The synthesized CuO nanoparticles capped by Solanum nigrum leaf extract were dried in oven @80°C, and an XRD pattern was recorded to detect the phase and crystallinity of SN@CuO NPs. In the XRD pattern (Fig. 3) appearance of sharp, intense, and broadened peaks specified the preparation of well crystalline, mesoporous nanospheres. The significant peaks were brought to light at 2θ values 32.1, 35.4, 38.2, 46.4, 48.3, 53.9, 57.6, 61.8, 65.7, 67.6, 72.6, 74.7 and 80.8° representing the reflection planes (Miller indices; (hkl)) of (110), (002), (111), (112), (-202), (020), (202), (-113), (-311), (-220), (311) and (-222)), respectively, which indicated the formation of CuO (JCPDS card no: 45–0937), as reported earlier. The mean size of Solanum nigrum leaf extract mediated CuO nanoparticles was calculated using the Debye Scherrer formula, Eq. (1).
$$D=\frac{0.9\lambda }{\beta cos\theta }$$
1
Where D is the mean crystallite size, λ signifies wavelength of X-ray (0.1546 nm) used, β stands for FWHM (full width at half the maximum) in radians, while θ for the Bragg’s angle. The calculated mean size of the SN@CuO NPs was found to be 9.5 nm using (111) XRD peak.

§ **DATA PROVIDED**
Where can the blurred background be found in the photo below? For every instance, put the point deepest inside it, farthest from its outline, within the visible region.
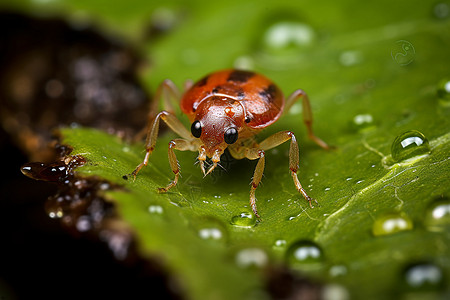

§ **SET OF TASKS**
1) Echo the part of the passage on CuO nanoparticles starting at "The synthesized CuO" and ending at "formula, Eq. (1).".
2) In the passage on CuO nanoparticles, what mean size was found for the SN@CuO NPs, and which XRD peak was used to get it?

§ **OUTPUTS**
1)
The synthesized CuO nanoparticles capped by Solanum nigrum leaf extract were dried in oven @80°C, and an XRD pattern was recorded to detect the phase and crystallinity of SN@CuO NPs. In the XRD pattern (Fig. 3) appearance of sharp, intense, and broadened peaks specified the preparation of well crystalline, mesoporous nanospheres. The significant peaks were brought to light at 2θ values 32.1, 35.4, 38.2, 46.4, 48.3, 53.9, 57.6, 61.8, 65.7, 67.6, 72.6, 74.7 and 80.8° representing the reflection planes (Miller indices; (hkl)) of (110), (002), (111), (112), (-202), (020), (202), (-113), (-311), (-220), (311) and (-222)), respectively, which indicated the formation of CuO (JCPDS card no: 45–0937), as reported earlier. The mean size of Solanum nigrum leaf extract mediated CuO nanoparticles was calculated using the Debye Scherrer formula, Eq. (1).

2) 9.5 nm, using the (111) XRD peak.